▸ ABOUT THIS EXERCISE:
Give the data again in full, with every character unchanged.

▸ RECORDS SUPPLIED:

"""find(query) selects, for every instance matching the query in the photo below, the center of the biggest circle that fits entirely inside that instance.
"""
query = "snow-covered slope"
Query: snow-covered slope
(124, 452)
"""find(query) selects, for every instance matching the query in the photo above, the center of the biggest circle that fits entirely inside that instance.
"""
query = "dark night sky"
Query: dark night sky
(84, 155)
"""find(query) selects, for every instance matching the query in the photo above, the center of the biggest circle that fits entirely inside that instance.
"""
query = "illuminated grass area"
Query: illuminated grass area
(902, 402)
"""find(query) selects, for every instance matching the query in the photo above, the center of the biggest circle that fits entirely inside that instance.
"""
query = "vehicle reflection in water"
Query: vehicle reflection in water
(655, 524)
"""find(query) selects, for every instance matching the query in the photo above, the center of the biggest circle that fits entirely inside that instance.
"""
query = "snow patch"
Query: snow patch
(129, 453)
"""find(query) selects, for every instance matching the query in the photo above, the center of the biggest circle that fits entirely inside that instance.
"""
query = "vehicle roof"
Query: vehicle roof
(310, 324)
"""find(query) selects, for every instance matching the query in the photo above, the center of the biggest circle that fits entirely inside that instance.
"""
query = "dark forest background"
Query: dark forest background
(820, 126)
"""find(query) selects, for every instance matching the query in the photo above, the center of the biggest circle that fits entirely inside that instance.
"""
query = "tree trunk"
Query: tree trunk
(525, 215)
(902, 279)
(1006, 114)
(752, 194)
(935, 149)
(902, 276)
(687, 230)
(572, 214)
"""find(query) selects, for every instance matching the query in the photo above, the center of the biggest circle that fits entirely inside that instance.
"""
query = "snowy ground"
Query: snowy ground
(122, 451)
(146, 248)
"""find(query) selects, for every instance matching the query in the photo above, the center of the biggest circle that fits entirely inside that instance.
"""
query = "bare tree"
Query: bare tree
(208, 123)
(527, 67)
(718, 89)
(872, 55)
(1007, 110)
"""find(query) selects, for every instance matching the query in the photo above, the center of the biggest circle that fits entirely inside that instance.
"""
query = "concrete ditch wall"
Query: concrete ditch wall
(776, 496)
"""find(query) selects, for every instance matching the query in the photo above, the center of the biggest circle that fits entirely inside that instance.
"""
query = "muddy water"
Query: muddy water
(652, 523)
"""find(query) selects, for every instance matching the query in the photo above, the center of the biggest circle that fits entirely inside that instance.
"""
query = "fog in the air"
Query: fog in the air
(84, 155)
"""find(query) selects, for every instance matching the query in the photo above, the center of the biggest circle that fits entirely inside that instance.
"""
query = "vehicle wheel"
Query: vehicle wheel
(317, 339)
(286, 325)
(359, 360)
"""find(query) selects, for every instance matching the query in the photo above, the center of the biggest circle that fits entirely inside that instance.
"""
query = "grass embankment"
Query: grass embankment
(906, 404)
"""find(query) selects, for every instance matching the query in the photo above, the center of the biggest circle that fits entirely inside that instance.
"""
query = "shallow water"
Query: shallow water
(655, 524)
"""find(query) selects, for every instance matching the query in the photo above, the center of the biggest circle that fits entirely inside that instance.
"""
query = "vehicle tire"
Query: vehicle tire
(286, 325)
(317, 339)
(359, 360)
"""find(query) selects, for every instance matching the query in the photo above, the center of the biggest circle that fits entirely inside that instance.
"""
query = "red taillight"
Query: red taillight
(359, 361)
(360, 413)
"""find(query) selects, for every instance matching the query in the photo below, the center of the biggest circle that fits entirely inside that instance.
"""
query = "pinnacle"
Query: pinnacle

▸ RESPONSE TO THE EXERCISE:
"""find(query) selects, for every instance matching the query in the photo below, the center of the biggest circle that fits entirely inside that instance.
"""
query = "snow-covered slope"
Query: snow-covered slope
(124, 452)
"""find(query) selects, for every instance matching the query in the photo above, the center of the biggest circle that fits entirely inside that instance.
"""
query = "dark night sky"
Query: dark night sky
(84, 155)
"""find(query) selects, for every instance matching the query in the photo above, the center of the biggest circle that fits entirely inside that instance.
"""
query = "illuminated grass area"
Query: illuminated grass area
(902, 402)
"""find(query) selects, for every instance matching the query in the photo above, the center of the biggest circle that fits entirely inside that instance.
"""
query = "vehicle reflection in water"
Query: vehicle reflection in water
(655, 524)
"""find(query) selects, for every instance matching the query in the photo above, the center of the biggest circle that fits entirely inside that instance.
"""
query = "snow patch"
Query: snow patch
(129, 453)
"""find(query) selects, for every instance matching the query in the photo above, the center of the biggest circle that fits entirely inside that instance.
"""
query = "vehicle roof"
Query: vehicle roof
(310, 324)
"""find(query) selects, for every instance matching the query in the photo above, the center of the biggest circle that fits entirely inside that instance.
"""
query = "dark forest background"
Query: dark forest background
(820, 126)
"""find(query) selects, for every instance matching the query in the photo above, the center of the biggest circle that fits entirely inside that instance.
"""
query = "tree trunk"
Query: tree trunk
(525, 215)
(902, 279)
(1006, 114)
(752, 194)
(935, 149)
(902, 276)
(687, 230)
(572, 214)
"""find(query) selects, for every instance matching the query in the photo above, the center of the biggest circle that fits entirely inside that instance.
"""
query = "snowy ground"
Query: snowy ground
(122, 451)
(146, 248)
"""find(query) selects, for every instance matching the query in the photo above, the center of the biggest circle that fits entirely inside that instance.
"""
query = "bare tree"
Query: bare tree
(208, 123)
(527, 67)
(718, 89)
(872, 55)
(1007, 110)
"""find(query) selects, for every instance matching the query in the photo above, the center of the biggest circle that fits entirely inside that instance.
"""
query = "concrete ditch wall"
Query: concrete ditch wall
(776, 496)
"""find(query) selects, for every instance matching the query in the photo above, the center of the biggest circle that fits entirely inside that instance.
"""
query = "muddy water"
Query: muddy water
(652, 523)
"""find(query) selects, for every instance matching the query in the photo above, the center of the biggest circle that fits entirely inside that instance.
"""
query = "fog in the air"
Query: fog in the air
(84, 155)
"""find(query) selects, for every instance matching the query in the photo above, the center of the biggest circle that fits entirely inside that instance.
"""
query = "vehicle wheel"
Query: vehicle wheel
(317, 339)
(286, 325)
(359, 360)
"""find(query) selects, for every instance matching the query in the photo above, the center of the biggest circle that fits entirely inside that instance.
"""
query = "grass embankment"
Query: grass embankment
(906, 404)
"""find(query) selects, for every instance matching the query in the photo above, the center of the biggest circle that fits entirely inside that instance.
"""
query = "shallow water"
Query: shallow water
(655, 524)
"""find(query) selects, for every instance matching the query in the photo above, the center of the biggest circle that fits entirely inside that instance.
"""
query = "vehicle tire"
Query: vehicle tire
(286, 325)
(317, 339)
(359, 360)
"""find(query) selects, for every instance matching the query in the photo above, the center of the biggest circle that fits entirely inside that instance.
"""
query = "red taillight"
Query: red taillight
(359, 361)
(360, 413)
"""find(query) selects, for every instance matching the query in the photo below, the center of the biggest circle that fits entirely inside that instance.
"""
query = "pinnacle"
Query: pinnacle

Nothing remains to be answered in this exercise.